# CONSIGNE
Recopiez le passage de l'extrait sur le rôle de l'Assemblée nationale compris entre « Toutefois, ce contrôle » et « leur a confiées. », ces deux bornes incluses.

# EXTRAIT CHOISI
Ces Représentants de la Nation ont une mission bien précise. D’après notre Constitution, l’Assemblée Nationale a un double rôle : légiférer et contrôler l’application de la loi.

1°) Le premier rôle du Représentant du peuple, l’Assemblée Nationale, est de doter le pays des lois c’est-à-dire tout un ensemble de prescriptions qui règlent la vie des citoyens tout en organisant le progrès économique, social, culturel et spirituel d’une nation et ce pour le bien-être de la totalité de la population. Toutefois le parlementaire n’est pas le seul à concevoir la loi ; l’initiative des lois appartient concurremment aux députés, au Président de la République et auGouvernement. Il est cependant aisé de comprendre que la majorité des projets de loi provient le plus souvent du Gouvernement; c’est lui qui doit veiller sur la sécurité des biens et des personnes et assurer le développement harmonieux de la nation. C’est donc lui qui est le premier à sentir le besoin d’un instrument légal lui permettant de mieux accomplir sa mission. D’autre part c’est le Gouvernement qui dispose de techniciens pour préparer ces projets de loi. Mais le Gouvernement doit se garder de mettre directement en application ces projets sans l’approbation préalable des Représentants du peuple qui ont été chargé de concevoir la politique du pays et d’exprimer cette politique dans des lois que le Gouvernement est chargé d’exécuter, de faire respecter.

2°) C’est ici qu’apparaît le second rôle principal assigné au Parlement Rwandais. En effet, une loi peut être votée en bonne et due forme et être promulguée sans pour autant être appliquée ; elle peut aussi être appliquée, mais d’une façon non conforme ni à sa lettre ni à son esprit. Dans toute entreprise bien organisée, tout mandat d’exécution entraîne normalement l’existence d’un autre mandataire chargé de contrôler si le mandat a été exécuté conformément aux ordres donnés. Aussi la loi fondamentale charge-t-elle le Législateur de cette fonction de contrôler la bonne application de la loi.

Par ailleurs, l’action du Président et du Gouvernement ne se limite pas uniquement à l’exécution des lois : le maintien de l’ordre, le développement national aussi bien économique et social que spirituel et culturel, les relations avec l’extérieur relèvent de l’Exécutif. Aussi le Parlement est-il chargé, au nom du souverain, le peuple, de contrôler, de vérifier si tous les actes du Gouvernement et du Président de la République vont dans le sens de la démocratie et pour l’intérêt bien compris du peuple.

Toutefois, ce contrôle ne peut se faire n’importe comment, au gré du contrôleur : c’est pourquoi la Constitution, après avoir établi l’obligation; du Chef de l’Exécutif de « fournir à l’Assemblée Nationale toutes les explications qui sont demandées sur les actes du Gouvernement » détermine les moyens d’informations et de contrôle dont dispose l’Assemblée Nationale ; mais ce rôle ne sera pleinement effectif que lorsque une loi interviendra pour fixer « les conditions et la procédure d’application de ces moyens d’informations et de contrôle sur l’action du Gouvernement ». J’espère que cette loi sortira sous peu pour permettre aux Représentants de la Nation d’exercer légalement, sans fourvoiement tapageur et sans complexe d’ingérence, une des plus importantes fonctions que la Nation leur a confiées.

# LIGNES DE DONNÉES
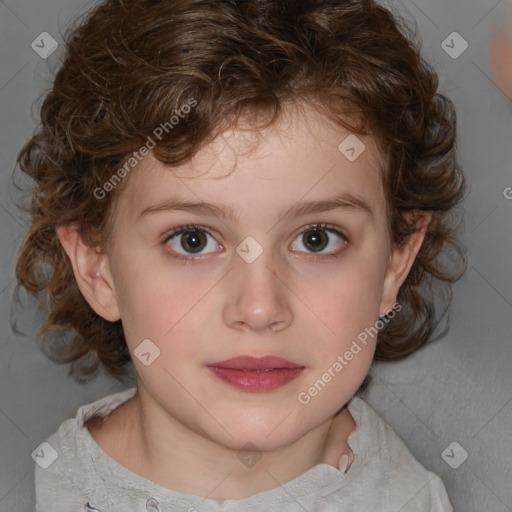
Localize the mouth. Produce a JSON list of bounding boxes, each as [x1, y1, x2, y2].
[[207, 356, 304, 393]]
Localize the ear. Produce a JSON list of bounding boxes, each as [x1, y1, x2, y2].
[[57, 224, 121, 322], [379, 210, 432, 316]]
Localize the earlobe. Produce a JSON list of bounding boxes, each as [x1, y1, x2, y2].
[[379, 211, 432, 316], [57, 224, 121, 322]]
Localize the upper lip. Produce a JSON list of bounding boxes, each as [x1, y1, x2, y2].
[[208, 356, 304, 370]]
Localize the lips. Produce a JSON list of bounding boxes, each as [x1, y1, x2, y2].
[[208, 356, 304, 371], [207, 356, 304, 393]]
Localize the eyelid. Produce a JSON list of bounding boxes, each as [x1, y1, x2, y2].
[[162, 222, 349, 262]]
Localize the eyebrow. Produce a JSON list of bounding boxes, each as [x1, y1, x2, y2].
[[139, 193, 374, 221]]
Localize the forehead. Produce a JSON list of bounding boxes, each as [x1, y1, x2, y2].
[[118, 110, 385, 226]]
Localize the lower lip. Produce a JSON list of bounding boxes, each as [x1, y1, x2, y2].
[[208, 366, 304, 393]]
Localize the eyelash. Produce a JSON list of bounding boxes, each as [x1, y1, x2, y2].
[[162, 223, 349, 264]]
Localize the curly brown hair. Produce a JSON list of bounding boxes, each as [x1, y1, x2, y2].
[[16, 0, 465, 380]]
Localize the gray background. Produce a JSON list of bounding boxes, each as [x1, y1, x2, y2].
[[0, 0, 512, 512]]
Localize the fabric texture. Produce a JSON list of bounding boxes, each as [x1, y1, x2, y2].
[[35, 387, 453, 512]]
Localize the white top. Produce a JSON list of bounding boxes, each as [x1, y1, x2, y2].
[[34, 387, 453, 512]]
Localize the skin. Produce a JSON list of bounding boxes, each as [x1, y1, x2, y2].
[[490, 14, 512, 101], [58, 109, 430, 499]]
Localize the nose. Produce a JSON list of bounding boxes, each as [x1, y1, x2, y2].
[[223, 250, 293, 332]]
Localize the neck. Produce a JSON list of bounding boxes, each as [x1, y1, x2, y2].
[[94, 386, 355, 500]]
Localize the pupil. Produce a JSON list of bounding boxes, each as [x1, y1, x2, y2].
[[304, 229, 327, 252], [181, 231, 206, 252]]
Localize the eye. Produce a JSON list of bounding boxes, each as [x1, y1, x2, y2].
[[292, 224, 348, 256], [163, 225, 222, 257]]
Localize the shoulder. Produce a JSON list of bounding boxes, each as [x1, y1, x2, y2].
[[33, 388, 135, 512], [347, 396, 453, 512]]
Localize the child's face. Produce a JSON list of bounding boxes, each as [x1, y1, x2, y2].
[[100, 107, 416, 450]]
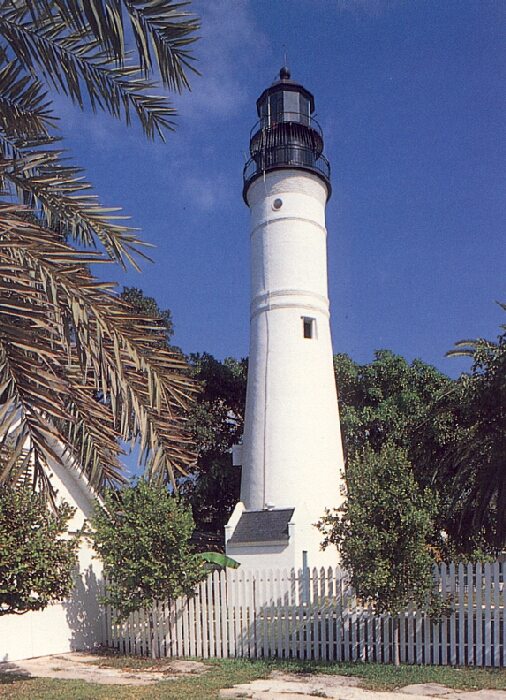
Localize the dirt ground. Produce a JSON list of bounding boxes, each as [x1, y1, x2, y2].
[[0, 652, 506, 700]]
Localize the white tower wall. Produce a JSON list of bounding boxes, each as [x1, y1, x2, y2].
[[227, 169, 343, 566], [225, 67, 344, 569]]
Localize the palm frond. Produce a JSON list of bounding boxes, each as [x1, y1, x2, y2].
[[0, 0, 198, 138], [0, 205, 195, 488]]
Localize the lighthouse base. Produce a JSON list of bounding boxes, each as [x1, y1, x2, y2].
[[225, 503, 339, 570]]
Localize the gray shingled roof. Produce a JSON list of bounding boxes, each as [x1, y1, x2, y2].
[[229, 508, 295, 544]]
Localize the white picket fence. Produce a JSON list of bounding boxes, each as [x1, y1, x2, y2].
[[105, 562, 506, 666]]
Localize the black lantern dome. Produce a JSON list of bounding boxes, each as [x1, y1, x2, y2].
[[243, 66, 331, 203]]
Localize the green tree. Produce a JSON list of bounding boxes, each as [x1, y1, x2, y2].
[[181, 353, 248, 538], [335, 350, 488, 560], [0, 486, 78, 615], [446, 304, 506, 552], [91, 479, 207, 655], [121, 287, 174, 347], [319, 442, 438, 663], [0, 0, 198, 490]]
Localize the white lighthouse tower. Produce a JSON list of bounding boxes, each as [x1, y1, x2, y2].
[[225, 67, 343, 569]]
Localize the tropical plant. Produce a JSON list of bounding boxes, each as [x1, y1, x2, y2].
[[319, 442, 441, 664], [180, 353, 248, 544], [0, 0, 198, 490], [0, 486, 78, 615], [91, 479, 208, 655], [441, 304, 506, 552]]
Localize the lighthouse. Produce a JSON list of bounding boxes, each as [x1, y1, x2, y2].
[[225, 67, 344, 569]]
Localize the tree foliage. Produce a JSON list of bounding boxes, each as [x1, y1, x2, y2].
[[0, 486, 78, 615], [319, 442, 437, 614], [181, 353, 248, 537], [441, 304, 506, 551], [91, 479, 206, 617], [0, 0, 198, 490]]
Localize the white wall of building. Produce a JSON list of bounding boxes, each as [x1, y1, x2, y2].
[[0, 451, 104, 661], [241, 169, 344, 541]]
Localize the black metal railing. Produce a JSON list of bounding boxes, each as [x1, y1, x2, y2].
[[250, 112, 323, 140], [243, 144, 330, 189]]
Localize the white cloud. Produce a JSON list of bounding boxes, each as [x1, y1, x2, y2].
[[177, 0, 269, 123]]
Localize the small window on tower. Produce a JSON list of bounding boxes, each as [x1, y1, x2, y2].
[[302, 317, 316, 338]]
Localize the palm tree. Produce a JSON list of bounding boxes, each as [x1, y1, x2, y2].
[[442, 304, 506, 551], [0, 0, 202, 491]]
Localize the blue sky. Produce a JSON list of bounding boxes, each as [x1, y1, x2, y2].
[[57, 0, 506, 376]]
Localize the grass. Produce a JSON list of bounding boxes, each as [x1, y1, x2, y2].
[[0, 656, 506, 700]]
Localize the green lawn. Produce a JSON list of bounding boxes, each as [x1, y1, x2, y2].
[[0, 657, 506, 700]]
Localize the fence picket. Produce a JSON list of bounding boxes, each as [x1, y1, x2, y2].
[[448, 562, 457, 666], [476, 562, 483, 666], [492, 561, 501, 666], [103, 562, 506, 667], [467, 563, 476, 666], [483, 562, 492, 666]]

---

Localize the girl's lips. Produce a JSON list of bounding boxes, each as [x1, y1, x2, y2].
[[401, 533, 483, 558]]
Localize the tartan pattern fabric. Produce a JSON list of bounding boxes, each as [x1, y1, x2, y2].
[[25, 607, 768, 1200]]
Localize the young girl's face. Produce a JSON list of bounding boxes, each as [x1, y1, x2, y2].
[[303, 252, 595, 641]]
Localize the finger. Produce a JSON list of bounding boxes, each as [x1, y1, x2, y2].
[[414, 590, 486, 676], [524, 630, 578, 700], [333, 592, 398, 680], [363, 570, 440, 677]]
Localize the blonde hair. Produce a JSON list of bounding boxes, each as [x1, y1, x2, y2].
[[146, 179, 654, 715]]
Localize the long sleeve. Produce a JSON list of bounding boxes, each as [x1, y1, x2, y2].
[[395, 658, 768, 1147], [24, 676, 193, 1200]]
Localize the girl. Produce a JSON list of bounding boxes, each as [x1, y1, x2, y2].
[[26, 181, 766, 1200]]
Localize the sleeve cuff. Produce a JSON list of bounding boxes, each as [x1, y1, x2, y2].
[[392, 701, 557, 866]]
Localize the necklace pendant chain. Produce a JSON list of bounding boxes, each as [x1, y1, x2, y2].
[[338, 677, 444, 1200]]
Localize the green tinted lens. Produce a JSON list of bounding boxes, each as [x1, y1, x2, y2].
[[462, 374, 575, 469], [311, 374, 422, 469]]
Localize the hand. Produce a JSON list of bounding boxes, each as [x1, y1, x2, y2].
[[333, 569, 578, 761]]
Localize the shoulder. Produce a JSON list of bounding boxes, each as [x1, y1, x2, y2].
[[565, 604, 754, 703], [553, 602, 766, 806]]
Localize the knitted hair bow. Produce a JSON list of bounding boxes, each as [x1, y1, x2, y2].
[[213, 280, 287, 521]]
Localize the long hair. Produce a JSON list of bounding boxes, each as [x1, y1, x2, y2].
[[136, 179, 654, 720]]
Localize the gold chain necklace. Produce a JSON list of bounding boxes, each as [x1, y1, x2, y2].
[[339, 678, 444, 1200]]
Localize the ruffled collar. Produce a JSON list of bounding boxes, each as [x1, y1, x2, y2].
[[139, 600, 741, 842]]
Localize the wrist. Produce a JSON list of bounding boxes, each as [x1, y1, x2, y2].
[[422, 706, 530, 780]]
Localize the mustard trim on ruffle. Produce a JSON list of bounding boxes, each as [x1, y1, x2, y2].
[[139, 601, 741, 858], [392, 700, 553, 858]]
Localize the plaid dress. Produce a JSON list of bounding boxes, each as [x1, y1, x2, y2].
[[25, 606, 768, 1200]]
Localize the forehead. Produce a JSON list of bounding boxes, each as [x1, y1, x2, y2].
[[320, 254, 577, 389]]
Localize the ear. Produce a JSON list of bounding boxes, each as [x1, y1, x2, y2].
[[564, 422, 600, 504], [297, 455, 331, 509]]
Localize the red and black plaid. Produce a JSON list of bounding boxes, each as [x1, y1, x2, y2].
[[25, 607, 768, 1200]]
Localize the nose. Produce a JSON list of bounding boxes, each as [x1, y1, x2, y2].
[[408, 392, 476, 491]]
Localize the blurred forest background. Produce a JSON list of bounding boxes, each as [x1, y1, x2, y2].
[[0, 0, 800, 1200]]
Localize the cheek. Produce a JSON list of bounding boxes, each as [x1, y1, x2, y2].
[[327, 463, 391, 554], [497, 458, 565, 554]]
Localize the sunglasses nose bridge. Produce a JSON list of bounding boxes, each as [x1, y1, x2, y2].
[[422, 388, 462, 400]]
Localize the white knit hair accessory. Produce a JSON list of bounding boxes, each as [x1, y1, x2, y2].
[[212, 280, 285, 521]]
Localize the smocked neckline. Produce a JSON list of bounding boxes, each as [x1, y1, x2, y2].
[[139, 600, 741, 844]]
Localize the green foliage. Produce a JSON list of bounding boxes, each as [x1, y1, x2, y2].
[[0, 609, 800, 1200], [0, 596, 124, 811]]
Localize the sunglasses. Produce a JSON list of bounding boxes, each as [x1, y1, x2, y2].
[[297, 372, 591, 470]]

---

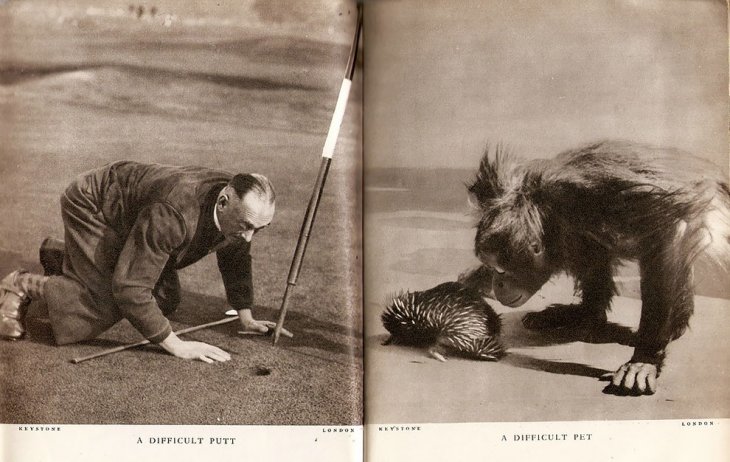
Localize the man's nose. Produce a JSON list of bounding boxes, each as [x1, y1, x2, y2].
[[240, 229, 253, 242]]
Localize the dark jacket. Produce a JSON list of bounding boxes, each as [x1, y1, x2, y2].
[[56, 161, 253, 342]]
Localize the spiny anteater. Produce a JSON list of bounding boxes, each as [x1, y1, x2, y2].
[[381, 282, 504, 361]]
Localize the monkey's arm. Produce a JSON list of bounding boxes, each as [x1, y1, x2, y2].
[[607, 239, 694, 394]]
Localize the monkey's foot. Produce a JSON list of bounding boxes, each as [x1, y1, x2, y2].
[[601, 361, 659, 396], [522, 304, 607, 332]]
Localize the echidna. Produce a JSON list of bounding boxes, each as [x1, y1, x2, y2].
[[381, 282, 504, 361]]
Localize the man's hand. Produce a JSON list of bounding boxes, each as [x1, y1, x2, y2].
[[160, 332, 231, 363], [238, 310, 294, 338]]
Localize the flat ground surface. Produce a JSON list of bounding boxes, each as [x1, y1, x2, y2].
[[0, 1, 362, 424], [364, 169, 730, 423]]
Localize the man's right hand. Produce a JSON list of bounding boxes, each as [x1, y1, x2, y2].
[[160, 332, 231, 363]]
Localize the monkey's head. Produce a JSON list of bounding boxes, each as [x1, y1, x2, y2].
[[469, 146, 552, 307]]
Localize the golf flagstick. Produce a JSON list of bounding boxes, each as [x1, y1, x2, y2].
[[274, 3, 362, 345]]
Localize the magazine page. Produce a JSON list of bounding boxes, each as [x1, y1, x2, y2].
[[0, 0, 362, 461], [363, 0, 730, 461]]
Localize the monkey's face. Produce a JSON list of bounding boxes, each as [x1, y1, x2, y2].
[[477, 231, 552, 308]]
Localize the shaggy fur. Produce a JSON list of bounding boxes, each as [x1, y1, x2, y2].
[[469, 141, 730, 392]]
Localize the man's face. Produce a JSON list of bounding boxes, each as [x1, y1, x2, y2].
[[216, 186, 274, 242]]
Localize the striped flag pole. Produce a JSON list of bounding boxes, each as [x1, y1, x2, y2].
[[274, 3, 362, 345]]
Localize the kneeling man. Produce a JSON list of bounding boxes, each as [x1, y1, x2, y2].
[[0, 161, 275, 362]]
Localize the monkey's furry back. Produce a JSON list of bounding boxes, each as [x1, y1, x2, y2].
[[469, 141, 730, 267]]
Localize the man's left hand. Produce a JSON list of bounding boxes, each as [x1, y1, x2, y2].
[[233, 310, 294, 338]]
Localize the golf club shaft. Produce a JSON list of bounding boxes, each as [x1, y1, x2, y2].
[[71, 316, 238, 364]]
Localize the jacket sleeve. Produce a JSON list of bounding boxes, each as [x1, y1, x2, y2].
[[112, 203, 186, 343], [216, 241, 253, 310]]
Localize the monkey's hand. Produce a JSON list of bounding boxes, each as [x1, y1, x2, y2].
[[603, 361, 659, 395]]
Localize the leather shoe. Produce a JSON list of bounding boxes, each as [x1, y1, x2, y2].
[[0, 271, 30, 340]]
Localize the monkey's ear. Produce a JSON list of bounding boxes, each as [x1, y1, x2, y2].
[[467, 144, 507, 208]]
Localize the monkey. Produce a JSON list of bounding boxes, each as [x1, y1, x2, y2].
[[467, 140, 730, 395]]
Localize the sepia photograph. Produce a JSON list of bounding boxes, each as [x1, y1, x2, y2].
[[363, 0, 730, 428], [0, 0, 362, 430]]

# TÂCHE ACCOMPLIE
Toutefois, ce contrôle ne peut se faire n’importe comment, au gré du contrôleur : c’est pourquoi la Constitution, après avoir établi l’obligation; du Chef de l’Exécutif de « fournir à l’Assemblée Nationale toutes les explications qui sont demandées sur les actes du Gouvernement » détermine les moyens d’informations et de contrôle dont dispose l’Assemblée Nationale ; mais ce rôle ne sera pleinement effectif que lorsque une loi interviendra pour fixer « les conditions et la procédure d’application de ces moyens d’informations et de contrôle sur l’action du Gouvernement ». J’espère que cette loi sortira sous peu pour permettre aux Représentants de la Nation d’exercer légalement, sans fourvoiement tapageur et sans complexe d’ingérence, une des plus importantes fonctions que la Nation leur a confiées.